(Dataset entries on where objects appear)
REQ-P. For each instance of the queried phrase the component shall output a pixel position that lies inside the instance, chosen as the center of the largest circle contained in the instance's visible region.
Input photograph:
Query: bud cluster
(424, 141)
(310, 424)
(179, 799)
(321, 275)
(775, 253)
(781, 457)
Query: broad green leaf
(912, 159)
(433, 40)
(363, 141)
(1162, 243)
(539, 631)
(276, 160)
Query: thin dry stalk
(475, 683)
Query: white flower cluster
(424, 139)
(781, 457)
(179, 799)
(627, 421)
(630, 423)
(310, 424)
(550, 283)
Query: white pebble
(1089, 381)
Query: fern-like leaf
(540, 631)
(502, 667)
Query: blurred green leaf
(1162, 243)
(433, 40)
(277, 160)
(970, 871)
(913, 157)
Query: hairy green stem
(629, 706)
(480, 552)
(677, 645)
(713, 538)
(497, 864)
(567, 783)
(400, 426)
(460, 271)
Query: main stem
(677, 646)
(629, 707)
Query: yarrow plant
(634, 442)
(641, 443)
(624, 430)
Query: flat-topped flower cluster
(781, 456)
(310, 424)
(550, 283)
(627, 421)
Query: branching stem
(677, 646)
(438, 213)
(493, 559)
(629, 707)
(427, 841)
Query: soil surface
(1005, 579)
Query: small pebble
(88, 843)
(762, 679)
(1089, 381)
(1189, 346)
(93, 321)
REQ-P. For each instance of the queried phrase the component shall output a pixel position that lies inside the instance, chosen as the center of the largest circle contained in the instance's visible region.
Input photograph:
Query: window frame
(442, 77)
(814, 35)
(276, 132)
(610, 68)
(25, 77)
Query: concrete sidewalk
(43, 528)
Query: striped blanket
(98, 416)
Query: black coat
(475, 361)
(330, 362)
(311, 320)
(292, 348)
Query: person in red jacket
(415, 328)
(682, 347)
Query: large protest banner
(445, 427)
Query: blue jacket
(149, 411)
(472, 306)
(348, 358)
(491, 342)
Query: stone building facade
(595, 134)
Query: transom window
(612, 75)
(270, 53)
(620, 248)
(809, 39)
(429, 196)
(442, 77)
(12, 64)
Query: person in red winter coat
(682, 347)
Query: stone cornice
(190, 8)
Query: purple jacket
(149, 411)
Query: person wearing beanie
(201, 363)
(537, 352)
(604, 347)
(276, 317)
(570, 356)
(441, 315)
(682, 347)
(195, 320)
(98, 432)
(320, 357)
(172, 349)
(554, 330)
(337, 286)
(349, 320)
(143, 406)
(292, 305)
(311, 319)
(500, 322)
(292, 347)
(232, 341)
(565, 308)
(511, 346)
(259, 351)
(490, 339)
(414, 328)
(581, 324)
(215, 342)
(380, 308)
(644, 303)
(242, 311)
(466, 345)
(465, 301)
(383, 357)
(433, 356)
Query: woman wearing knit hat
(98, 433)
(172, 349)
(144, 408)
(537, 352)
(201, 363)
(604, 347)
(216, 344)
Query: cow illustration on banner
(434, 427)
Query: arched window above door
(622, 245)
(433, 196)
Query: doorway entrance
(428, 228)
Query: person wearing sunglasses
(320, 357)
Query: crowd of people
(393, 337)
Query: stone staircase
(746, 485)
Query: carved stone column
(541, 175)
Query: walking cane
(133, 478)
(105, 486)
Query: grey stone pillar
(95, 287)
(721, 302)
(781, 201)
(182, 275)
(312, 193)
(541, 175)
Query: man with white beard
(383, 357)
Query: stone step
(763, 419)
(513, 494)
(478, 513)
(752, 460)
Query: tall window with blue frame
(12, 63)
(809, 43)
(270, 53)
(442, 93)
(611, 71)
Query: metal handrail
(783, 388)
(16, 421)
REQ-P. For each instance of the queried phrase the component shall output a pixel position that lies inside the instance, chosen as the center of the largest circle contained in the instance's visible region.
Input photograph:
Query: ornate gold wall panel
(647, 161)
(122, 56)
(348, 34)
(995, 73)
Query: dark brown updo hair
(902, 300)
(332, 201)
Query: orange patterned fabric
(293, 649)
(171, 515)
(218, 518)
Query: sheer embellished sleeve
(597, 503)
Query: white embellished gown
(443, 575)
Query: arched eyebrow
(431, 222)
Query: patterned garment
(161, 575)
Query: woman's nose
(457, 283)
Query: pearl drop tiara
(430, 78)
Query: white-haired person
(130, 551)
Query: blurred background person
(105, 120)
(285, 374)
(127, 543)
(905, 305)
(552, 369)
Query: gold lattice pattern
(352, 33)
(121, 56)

### Exercise brief
Rewrite every one of the entries above, changing each occurrence of "Query" to "Target" and leaving all other text unchanged.

### Output of the task
REQ-P. For each instance of the queried phrase the component shall output a pixel position that lies inside the instance, chosen as the center of the largest circle contained in the instance's visible region.
Input photograph:
Target: bud cluster
(424, 141)
(310, 424)
(179, 799)
(321, 275)
(775, 253)
(781, 457)
Target: broad green leaf
(912, 159)
(433, 40)
(363, 141)
(1162, 243)
(539, 631)
(276, 160)
Target: thin dry stalk
(475, 683)
Target: white flower cluster
(424, 139)
(781, 457)
(179, 799)
(627, 421)
(630, 423)
(310, 424)
(550, 283)
Target: white pebble
(1089, 381)
Target: fern-like leaf
(540, 631)
(502, 667)
Target: blurred green leaf
(1162, 243)
(433, 40)
(277, 160)
(970, 871)
(913, 157)
Target: hairy green stem
(629, 706)
(480, 552)
(677, 645)
(713, 538)
(497, 864)
(567, 783)
(400, 426)
(460, 271)
Target: main stem
(677, 646)
(629, 707)
Target: yarrow plant
(634, 442)
(641, 443)
(624, 430)
Target: flat-topped flower cluster
(781, 456)
(310, 424)
(550, 283)
(627, 421)
Target: branching stem
(677, 646)
(438, 213)
(493, 559)
(629, 707)
(427, 841)
Target: soil surface
(1005, 579)
Target: small pebble
(88, 843)
(762, 679)
(1089, 381)
(1189, 346)
(93, 321)
REQ-P. For each instance of the queried phrase the component shall output a pixel position that lies inside the instance, chosen as the center of the largest circle contained in the instance's visible region.
Input photograph:
Target: window frame
(442, 77)
(814, 35)
(276, 132)
(610, 68)
(25, 77)
Target: concrete sidewalk
(43, 528)
Target: striped blanket
(98, 416)
Target: black coat
(475, 361)
(330, 362)
(311, 320)
(292, 348)
Target: person in red jacket
(415, 328)
(682, 347)
Target: large protest banner
(445, 427)
Target: blue jacket
(149, 411)
(472, 306)
(348, 358)
(491, 342)
Target: stone building facade
(595, 134)
Target: transom window
(612, 75)
(270, 53)
(620, 248)
(809, 39)
(429, 196)
(442, 77)
(12, 64)
Target: person in red winter coat
(682, 347)
Target: stone cornice
(190, 8)
Target: purple jacket
(149, 411)
Target: person wearing beanie
(201, 363)
(537, 352)
(604, 347)
(276, 317)
(570, 356)
(441, 315)
(682, 347)
(195, 320)
(98, 432)
(320, 357)
(172, 349)
(554, 330)
(337, 286)
(349, 320)
(143, 406)
(292, 305)
(311, 319)
(500, 322)
(292, 347)
(232, 341)
(565, 308)
(511, 346)
(259, 351)
(490, 339)
(414, 328)
(581, 324)
(215, 342)
(380, 308)
(644, 303)
(242, 311)
(466, 345)
(465, 301)
(383, 357)
(433, 356)
Target: woman wearing knit hat
(98, 433)
(172, 349)
(144, 408)
(537, 352)
(201, 363)
(604, 347)
(216, 344)
Target: cow illustration on banner
(434, 427)
Target: arched window above door
(622, 245)
(433, 196)
Target: doorway entrance
(428, 228)
Target: person wearing sunglasses
(320, 357)
Target: crowd of people
(393, 337)
Target: stone staircase
(746, 485)
Target: carved stone column
(541, 175)
Target: walking cane
(133, 478)
(105, 486)
Target: grey stone pillar
(95, 287)
(721, 302)
(781, 201)
(182, 275)
(312, 193)
(541, 175)
Target: man with white beard
(383, 357)
Target: stone step
(763, 419)
(513, 494)
(478, 513)
(752, 460)
Target: tall window with blue frame
(12, 63)
(809, 43)
(270, 53)
(442, 93)
(611, 71)
Target: metal handrail
(783, 388)
(16, 421)
REQ-P. For each instance of the queried phrase the component shall output a pixel position that lies inside the instance, chosen as the center of the largest circle contained in the instance's visible region.
Input photograph:
Target: ornate gold wall panel
(647, 161)
(122, 56)
(348, 34)
(995, 73)
Target: dark brown updo hair
(902, 300)
(332, 201)
Target: orange patterned fabric
(293, 649)
(171, 515)
(218, 518)
Target: sheer embellished sleeve
(597, 503)
Target: white embellished gown
(443, 575)
Target: arched eyebrow
(431, 222)
Target: patterned garment
(161, 575)
Target: woman's nose
(457, 283)
Target: pearl drop tiara
(430, 78)
Target: white-haired person
(130, 551)
Target: blurred background person
(105, 120)
(285, 374)
(127, 543)
(905, 305)
(552, 369)
Target: gold lattice pattern
(352, 33)
(121, 56)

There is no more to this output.